# Goal of the exercise
Copy every one of the records below line for line, without changing anything.

# Record list
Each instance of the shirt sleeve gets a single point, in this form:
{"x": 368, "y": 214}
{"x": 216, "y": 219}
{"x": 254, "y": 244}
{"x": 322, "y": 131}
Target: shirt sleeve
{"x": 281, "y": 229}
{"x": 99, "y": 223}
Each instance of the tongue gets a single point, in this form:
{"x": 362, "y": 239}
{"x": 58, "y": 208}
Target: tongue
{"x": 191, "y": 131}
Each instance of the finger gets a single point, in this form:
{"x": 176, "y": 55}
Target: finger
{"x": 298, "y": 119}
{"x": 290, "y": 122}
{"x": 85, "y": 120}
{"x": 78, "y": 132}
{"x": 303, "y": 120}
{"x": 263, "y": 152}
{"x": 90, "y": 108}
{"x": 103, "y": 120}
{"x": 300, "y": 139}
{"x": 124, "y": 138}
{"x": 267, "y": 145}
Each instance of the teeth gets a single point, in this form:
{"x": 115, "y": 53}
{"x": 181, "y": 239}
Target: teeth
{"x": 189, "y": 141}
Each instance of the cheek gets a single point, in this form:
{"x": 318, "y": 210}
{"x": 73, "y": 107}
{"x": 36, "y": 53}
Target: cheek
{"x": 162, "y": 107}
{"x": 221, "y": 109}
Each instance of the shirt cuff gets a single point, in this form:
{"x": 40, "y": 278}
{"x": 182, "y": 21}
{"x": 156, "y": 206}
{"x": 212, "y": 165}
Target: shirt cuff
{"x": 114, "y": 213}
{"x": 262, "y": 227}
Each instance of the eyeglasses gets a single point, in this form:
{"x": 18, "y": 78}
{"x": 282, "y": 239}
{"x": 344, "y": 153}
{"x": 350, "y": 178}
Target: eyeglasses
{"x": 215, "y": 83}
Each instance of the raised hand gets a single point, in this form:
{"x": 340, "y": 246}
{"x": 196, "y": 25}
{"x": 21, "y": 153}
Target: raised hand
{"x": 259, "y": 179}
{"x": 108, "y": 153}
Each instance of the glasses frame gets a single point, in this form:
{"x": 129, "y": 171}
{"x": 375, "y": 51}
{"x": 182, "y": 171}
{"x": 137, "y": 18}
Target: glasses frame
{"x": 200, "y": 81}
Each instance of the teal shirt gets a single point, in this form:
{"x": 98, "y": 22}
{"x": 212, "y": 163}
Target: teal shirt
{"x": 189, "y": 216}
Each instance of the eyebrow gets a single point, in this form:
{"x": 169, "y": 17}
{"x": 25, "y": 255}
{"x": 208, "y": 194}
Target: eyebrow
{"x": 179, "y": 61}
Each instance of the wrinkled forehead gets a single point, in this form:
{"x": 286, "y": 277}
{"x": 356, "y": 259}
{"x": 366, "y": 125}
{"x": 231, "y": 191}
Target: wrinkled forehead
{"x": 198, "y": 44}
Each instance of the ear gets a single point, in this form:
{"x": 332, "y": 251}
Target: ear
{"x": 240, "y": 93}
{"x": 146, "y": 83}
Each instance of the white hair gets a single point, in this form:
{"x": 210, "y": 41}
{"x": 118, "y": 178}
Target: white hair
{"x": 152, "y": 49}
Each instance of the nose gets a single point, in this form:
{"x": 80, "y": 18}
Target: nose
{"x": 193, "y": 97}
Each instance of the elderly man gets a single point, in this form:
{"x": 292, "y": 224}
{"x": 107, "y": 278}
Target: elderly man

# Response to the task
Each instance of the shirt sleeve gets a single point, in this form:
{"x": 368, "y": 214}
{"x": 216, "y": 219}
{"x": 254, "y": 244}
{"x": 322, "y": 131}
Target: shirt sleeve
{"x": 281, "y": 229}
{"x": 99, "y": 223}
Each instance of the tongue gets a single point, in this form:
{"x": 362, "y": 239}
{"x": 58, "y": 208}
Target: tongue
{"x": 191, "y": 131}
Each instance of the finger gets a single point, in this form:
{"x": 176, "y": 55}
Target: finger
{"x": 298, "y": 119}
{"x": 290, "y": 122}
{"x": 85, "y": 120}
{"x": 78, "y": 132}
{"x": 303, "y": 120}
{"x": 263, "y": 152}
{"x": 90, "y": 108}
{"x": 103, "y": 120}
{"x": 300, "y": 139}
{"x": 124, "y": 138}
{"x": 267, "y": 145}
Each instance of the teeth gets a single point, in this form:
{"x": 115, "y": 53}
{"x": 181, "y": 239}
Target: teeth
{"x": 189, "y": 141}
Each instance of the cheek gets a single point, in this form:
{"x": 318, "y": 210}
{"x": 73, "y": 107}
{"x": 36, "y": 53}
Target: cheek
{"x": 162, "y": 107}
{"x": 221, "y": 109}
Each instance of the shirt cuff gets a single point, in this form:
{"x": 40, "y": 278}
{"x": 182, "y": 21}
{"x": 156, "y": 206}
{"x": 212, "y": 165}
Target: shirt cuff
{"x": 114, "y": 213}
{"x": 262, "y": 227}
Each instance of the eyeglasses gets a single point, in this form:
{"x": 18, "y": 78}
{"x": 282, "y": 239}
{"x": 344, "y": 153}
{"x": 350, "y": 178}
Target: eyeglasses
{"x": 215, "y": 83}
Each instance of the raised hand gets a single point, in this form:
{"x": 340, "y": 246}
{"x": 196, "y": 25}
{"x": 21, "y": 153}
Target: raised hand
{"x": 259, "y": 179}
{"x": 108, "y": 153}
Each instance of the glasses frame gets a single point, in this form:
{"x": 129, "y": 171}
{"x": 375, "y": 51}
{"x": 182, "y": 171}
{"x": 137, "y": 18}
Target: glasses frame
{"x": 200, "y": 81}
Each instance of the teal shirt gets a single point, in this form:
{"x": 98, "y": 22}
{"x": 212, "y": 163}
Target: teal shirt
{"x": 189, "y": 216}
Each instance of the eyebrow gets a single point, in this form:
{"x": 169, "y": 17}
{"x": 25, "y": 255}
{"x": 208, "y": 194}
Target: eyebrow
{"x": 179, "y": 61}
Each instance of the wrinkled forehead gets a single point, in this form:
{"x": 286, "y": 277}
{"x": 356, "y": 259}
{"x": 366, "y": 125}
{"x": 231, "y": 191}
Target: wrinkled forehead
{"x": 198, "y": 44}
Each instance of the ear gets a single point, in this form:
{"x": 332, "y": 251}
Target: ear
{"x": 240, "y": 93}
{"x": 146, "y": 83}
Each instance of the white hair gets a single point, in this form:
{"x": 210, "y": 41}
{"x": 118, "y": 178}
Target: white hair
{"x": 152, "y": 49}
Each instance of the nose gets a single point, in this form:
{"x": 80, "y": 18}
Target: nose
{"x": 193, "y": 97}
Each instance of the elderly man gets a single point, in this form:
{"x": 292, "y": 224}
{"x": 107, "y": 278}
Target: elderly man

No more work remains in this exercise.